Your task:
Reproduce the records from their beginning through the line containing "<point>328,243</point>", substituting "withered leaf" for every occurrence of "dry brown leaf" and changing nothing else. Omit the pictures from your reply.

Data for this task:
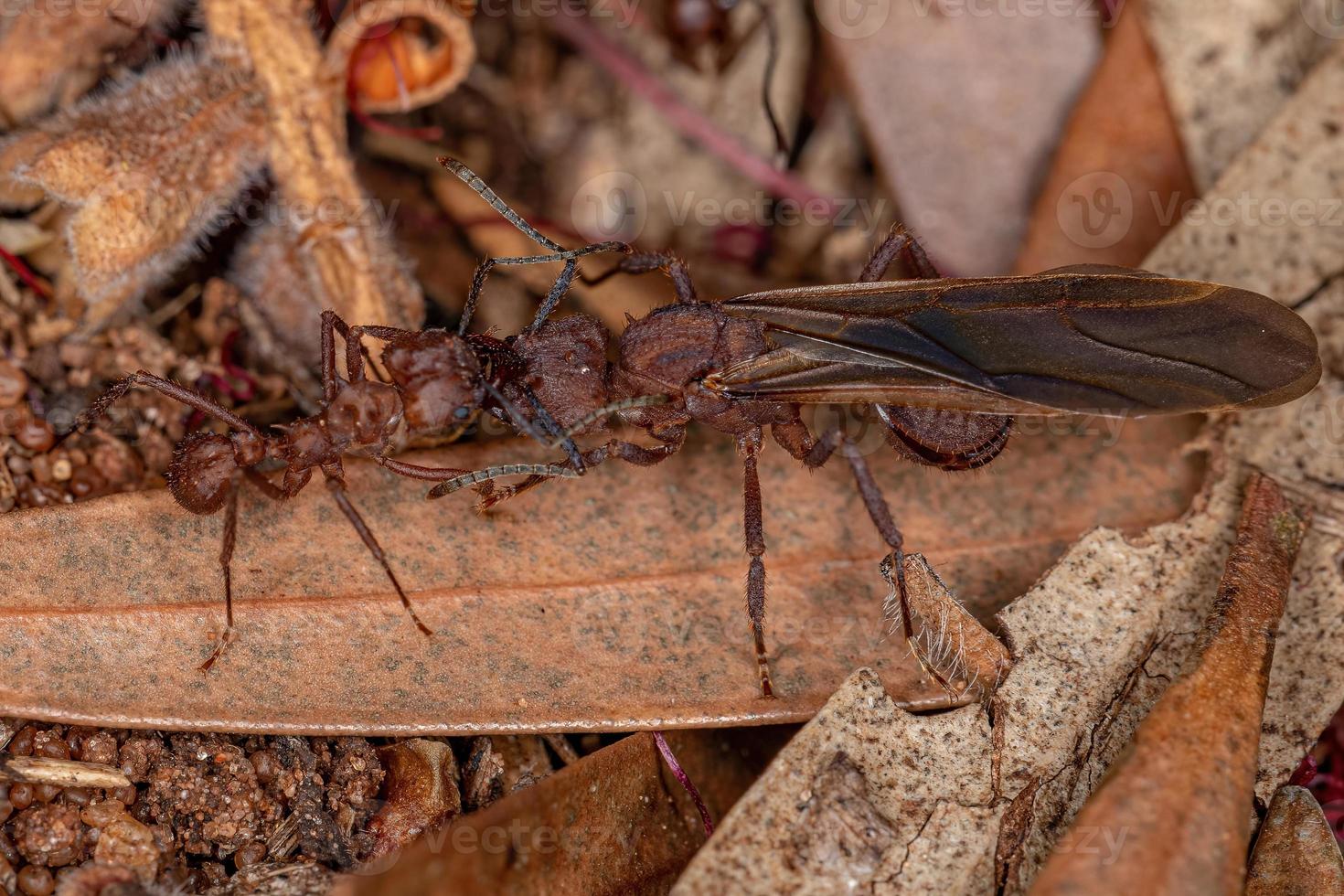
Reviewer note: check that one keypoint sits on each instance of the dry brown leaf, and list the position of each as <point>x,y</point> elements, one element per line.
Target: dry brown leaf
<point>609,602</point>
<point>613,822</point>
<point>51,51</point>
<point>975,806</point>
<point>328,243</point>
<point>1275,220</point>
<point>1181,793</point>
<point>963,108</point>
<point>1118,164</point>
<point>1230,65</point>
<point>149,168</point>
<point>1296,853</point>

The output:
Reviewer note: check that one keypoint sits on each instance of the withered leaf, and list the position of each as <point>x,y</point> elements, one element per line.
Target: withered leaf
<point>609,602</point>
<point>613,822</point>
<point>51,51</point>
<point>975,806</point>
<point>328,243</point>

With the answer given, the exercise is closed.